Selected extract:
****************************************

San Franciscans think their City by the Bay is the most important place in Northern California. Maybe in the whole state, and the Postal Service seems to agree with them.
Take a look at this stamp: the bridge taking up most of the stamp is the San Francisco-Oakland Bay Bridge. The city skyline is San Francisco’s…you can tell by the TransAmerica Pyramid building at the far right. The palm trees tucked into the upper right corner are supposed to represent Catalina Island off the Southern California coast. And the California Poppies at the lower left are the state flower. The stamp might as well say ‘Welcome to San Francisco’…after all, San Francisco’s Embarcadero has palm trees too!
Northern California is much more than just one city. Just south of San Francisco lies Silicon Valley, centered around Cupertino and Stanford University. If you’ve got any kind of smartphone, tablet, computer, or game machine, there’s a good chance it was designed in Silicon Valley. Many cities around San Francisco Bay are home to companies and universities involved in genetic research and engineering.

****************************************

(Point-per-instance localization data)

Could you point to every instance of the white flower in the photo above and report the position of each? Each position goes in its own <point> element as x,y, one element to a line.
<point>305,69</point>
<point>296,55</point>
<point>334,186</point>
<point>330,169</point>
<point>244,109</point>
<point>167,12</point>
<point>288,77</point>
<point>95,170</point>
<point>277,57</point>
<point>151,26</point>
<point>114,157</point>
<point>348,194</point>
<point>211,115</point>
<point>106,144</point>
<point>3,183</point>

****************************************

Work instructions:
Reproduce the passage on Northern California and its stamp word for word, in full.

Answer section:
San Franciscans think their City by the Bay is the most important place in Northern California. Maybe in the whole state, and the Postal Service seems to agree with them.
Take a look at this stamp: the bridge taking up most of the stamp is the San Francisco-Oakland Bay Bridge. The city skyline is San Francisco’s…you can tell by the TransAmerica Pyramid building at the far right. The palm trees tucked into the upper right corner are supposed to represent Catalina Island off the Southern California coast. And the California Poppies at the lower left are the state flower. The stamp might as well say ‘Welcome to San Francisco’…after all, San Francisco’s Embarcadero has palm trees too!
Northern California is much more than just one city. Just south of San Francisco lies Silicon Valley, centered around Cupertino and Stanford University. If you’ve got any kind of smartphone, tablet, computer, or game machine, there’s a good chance it was designed in Silicon Valley. Many cities around San Francisco Bay are home to companies and universities involved in genetic research and engineering.